== Esercizi da svolgere ==
• a. Nell'estratto sulla correlazione tra accusa e sentenza, quale figura l'ordinamento vigente individua come esclusivo titolare dell'azione penale?
• b. Per favore, riscrivi il tratto dell'estratto sulla correlazione tra accusa e sentenza che va da "La correlazione tra" fino a "allegazioni delle parti.", cambiando "contraddittorio" in "confronto".
• c. Traduci in inglese questa frase dell'estratto sulla correlazione tra accusa e sentenza: "Tale regola di sistema è, innanzitutto, funzionale al corretto svolgersi del contraddittorio e a garantire la pienezza del diritto di difesa dell'imputato."

== Estratto del testo ==
- - - - - - -

Parimenti, è innegabile che la soluzione consacrata dal diritto vivente possa produrre differenze di trattamento censurabili al metro dell'art. 3 Cost.: emblematico è il caso sottoposto all'esame del rimettente in cui, a parità di delitto commesso (concorso in truffa aggravata dall'aver cagionato un danno patrimoniale di rilevante entità), un imputato al quale è stata ritualmente contestata la recidiva rischierebbe di essere punito più severamente rispetto ad altro imputato al quale la recidiva non è stata contestata dal pubblico ministero, nonostante i numerosi precedenti risultanti dai certificati del casellario giudiziale. Ed infatti, la disciplina censurata implica fisiologicamente la possibilità di un trattamento sanzionatorio del condannato meno severo di quello che deriverebbe dall'applicazione di circostanze aggravanti ritenute sussistenti dal giudice, ma non contestate dal pubblico ministero; e, correlativamente, la possibilità di identici trattamenti sanzionatori per imputati di fatti di reato analoghi, alcuni dei quali però connotati dalla presenza di una o più circostanze aggravanti, anche in questo caso rilevate dal giudice, ma non contestate dal pubblico ministero.
La correlazione tra accusa e sentenza e le sue implicazioni. Per il giudice delle leggi, queste possibili alterazioni della logica del principio di eguaglianza nella commisurazione della pena sono, però, la fisiologica conseguenza della regola della necessaria correlazione tra accusa e sentenza, saldamente radicata nel sistema del codice di procedura penale (cfr. C. cost. n. 88/1994). Tale regola di sistema è, innanzitutto, funzionale al corretto svolgersi del contraddittorio e a garantire la pienezza del diritto di difesa dell'imputato. In secondo luogo, essa tutela la stessa posizione del pubblico ministero, che l'ordinamento vigente – imperniato sul principio accusatorio – individua come esclusivo titolare dell'azione penale. Infine, la regola assicura la posizione di terzietà e imparzialità del giudice rispetto alle opposte allegazioni delle parti.
La regola in questione chiama il giudice a pronunciarsi sulla responsabilità dell'imputato per i soli fatti descritti nel capo di imputazione, o che siano stati oggetto delle eventuali contestazioni suppletive durante il processo, proprio perché unicamente su tali fatti si è svolto il contraddittorio tra le parti; ed esclude che il giudice possa affermare la responsabilità dell'imputato – e applicare la relativa sanzione – per fatti “nuovi” o “connessi” non ritualmente contestati, per un fatto “diverso” da quello contestato, o ancora per circostanze aggravanti anch'esse non oggetto di contestazione.

- - - - - - -

== Dati disponibili ==

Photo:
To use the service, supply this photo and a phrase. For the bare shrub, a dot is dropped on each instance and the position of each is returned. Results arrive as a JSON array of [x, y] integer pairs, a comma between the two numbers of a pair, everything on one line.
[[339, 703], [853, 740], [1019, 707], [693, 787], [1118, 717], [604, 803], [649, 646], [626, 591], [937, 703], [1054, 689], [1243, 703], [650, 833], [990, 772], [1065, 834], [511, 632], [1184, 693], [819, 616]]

- - - - - - -

== Elenco soluzioni ==
• a. Il pubblico ministero.

• b.
La correlazione tra accusa e sentenza e le sue implicazioni. Per il giudice delle leggi, queste possibili alterazioni della logica del principio di eguaglianza nella commisurazione della pena sono, però, la fisiologica conseguenza della regola della necessaria correlazione tra accusa e sentenza, saldamente radicata nel sistema del codice di procedura penale (cfr. C. cost. n. 88/1994). Tale regola di sistema è, innanzitutto, funzionale al corretto svolgersi del confronto e a garantire la pienezza del diritto di difesa dell'imputato. In secondo luogo, essa tutela la stessa posizione del pubblico ministero, che l'ordinamento vigente – imperniato sul principio accusatorio – individua come esclusivo titolare dell'azione penale. Infine, la regola assicura la posizione di terzietà e imparzialità del giudice rispetto alle opposte allegazioni delle parti.

• c. This systemic rule serves, first and foremost, the proper conduct of adversarial proceedings and the guarantee of the defendant's full right of defense.